WHAT THE TASK REQUIRES: Convert the lines below into a two-column CSV with the headers text and answer. Give one row per line, with the line and its answer each in a single quoted field, line breaks replaced by spaces, and the pictures left out.

───── SUPPLIED DATA ─────

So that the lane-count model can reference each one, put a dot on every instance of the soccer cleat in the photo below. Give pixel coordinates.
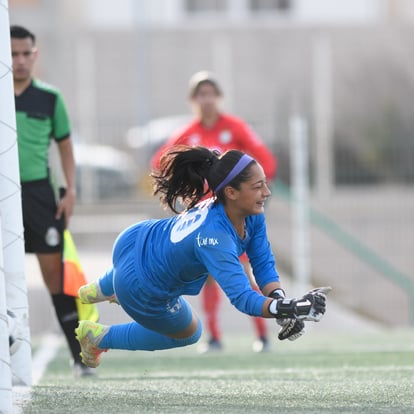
(92, 293)
(90, 334)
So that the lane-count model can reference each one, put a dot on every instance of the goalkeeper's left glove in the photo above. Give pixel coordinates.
(292, 328)
(310, 307)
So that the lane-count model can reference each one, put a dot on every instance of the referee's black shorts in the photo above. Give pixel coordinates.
(43, 233)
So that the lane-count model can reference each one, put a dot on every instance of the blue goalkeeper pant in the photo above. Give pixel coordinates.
(154, 319)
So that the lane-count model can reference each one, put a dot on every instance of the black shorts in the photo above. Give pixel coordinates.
(43, 233)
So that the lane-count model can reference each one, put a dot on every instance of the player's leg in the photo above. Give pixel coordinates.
(65, 305)
(261, 344)
(210, 298)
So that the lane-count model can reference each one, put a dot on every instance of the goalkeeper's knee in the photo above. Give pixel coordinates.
(190, 339)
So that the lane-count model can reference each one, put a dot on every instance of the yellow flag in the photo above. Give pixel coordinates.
(74, 278)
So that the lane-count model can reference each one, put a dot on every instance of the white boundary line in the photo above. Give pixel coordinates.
(46, 352)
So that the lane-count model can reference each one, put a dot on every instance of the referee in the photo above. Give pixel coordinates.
(40, 116)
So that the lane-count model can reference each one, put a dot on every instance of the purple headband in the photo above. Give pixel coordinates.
(237, 169)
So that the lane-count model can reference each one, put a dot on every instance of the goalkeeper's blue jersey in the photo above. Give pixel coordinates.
(174, 256)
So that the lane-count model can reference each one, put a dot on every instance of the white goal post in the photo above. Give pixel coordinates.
(12, 270)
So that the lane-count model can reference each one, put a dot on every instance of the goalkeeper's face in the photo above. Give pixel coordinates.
(250, 198)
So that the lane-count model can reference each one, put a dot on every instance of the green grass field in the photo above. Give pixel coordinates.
(319, 373)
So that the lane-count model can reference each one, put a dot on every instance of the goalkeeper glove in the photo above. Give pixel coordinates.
(310, 307)
(292, 328)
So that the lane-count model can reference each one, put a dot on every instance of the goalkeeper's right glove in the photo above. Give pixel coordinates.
(310, 307)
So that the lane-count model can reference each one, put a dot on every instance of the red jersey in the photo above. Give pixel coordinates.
(229, 132)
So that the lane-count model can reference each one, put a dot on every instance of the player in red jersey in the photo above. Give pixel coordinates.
(217, 130)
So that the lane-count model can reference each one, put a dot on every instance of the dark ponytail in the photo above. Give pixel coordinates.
(187, 174)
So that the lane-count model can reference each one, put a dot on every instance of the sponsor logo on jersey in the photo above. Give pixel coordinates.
(206, 241)
(188, 222)
(225, 136)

─────

WRITTEN ANSWER:
text,answer
"So that the lane-count model can reference each one, put a dot on every instance of the soccer cleat in the photo below. Give pixel coordinates.","(92, 293) (90, 334)"
"So that the lane-count model can reference each one, put a dot on every instance of the goalkeeper's left glove in the photo above. Give pixel coordinates.","(292, 328) (310, 307)"
"So that the lane-count model can reference each one, put a dot on every instance of the referee's black shorts in the photo above. Give pixel coordinates.","(43, 233)"
"So that the lane-count model can reference each one, put a dot on every instance of the blue goalkeeper pant in the photo above. Give pixel coordinates.","(154, 319)"
"So that the lane-count model can reference each one, put a dot on every instance of the black shorts in the photo above. Give pixel coordinates.","(43, 233)"
"So that the lane-count model can reference each one, put a dot on every instance of the player's leg in the photo above. Give pixel coordinates.","(65, 305) (261, 344) (210, 298)"
"So that the lane-count model can reference each one, put a dot on every instance of the goalkeeper's knee in the photo above. Give pixel coordinates.","(190, 339)"
"So that the lane-count model can reference each one, put a dot on every instance of the yellow flag in the photo above. Give pixel coordinates.","(74, 278)"
"So that the lane-count model can reference each one, put a dot on every instance of the white boundary line in the photo above. Give pixel coordinates.","(46, 352)"
"So that the lane-count model can reference each one, put a dot on every instance of the referee in the photo above. Give pixel coordinates.","(40, 116)"
"So that the lane-count model can reference each one, put a dot on every instance of the purple headband in the photo above. Give pixel coordinates.","(237, 169)"
"So that the lane-count model can reference each one, put a dot on every instance of the goalkeeper's blue jersey in the photo above. Give pixel coordinates.","(174, 256)"
"So that the lane-count model can reference each one, put a dot on every instance of the white goal post in the photo above. Give pixel coordinates.","(12, 270)"
"So that the lane-count model can reference each one, put a dot on every instance of the goalkeeper's face in the photo above. Give pixel coordinates.","(250, 198)"
"So that the lane-count model can reference each one, put a dot on every instance of the green grass field in the photo above. Give pixel coordinates.","(319, 373)"
"So that the lane-count model can reference each one, put a dot on every instance of the goalkeeper glove in the photo above. Give pixel coordinates.","(310, 307) (292, 328)"
"So that the lane-count model can reference each one, put a dot on every instance of the goalkeeper's right glove in the photo above. Give pixel coordinates.","(310, 307)"
"So that the lane-count model can reference each one, put a dot on every instance of the red jersey in the photo above. Give pixel coordinates.","(229, 132)"
"So that the lane-count model can reference each one, put a dot on every instance of the player in red jersey in the photo above. Give pixel coordinates.","(217, 130)"
"So that the lane-count model can reference each one, put a dot on every instance of the dark ponytail in the photo above. Give pixel coordinates.","(187, 174)"
"So that the lane-count model can reference each one, put a dot on every instance of the sponsor logo on jersey in the photo above. Give pixel coordinates.","(206, 241) (188, 222) (225, 136)"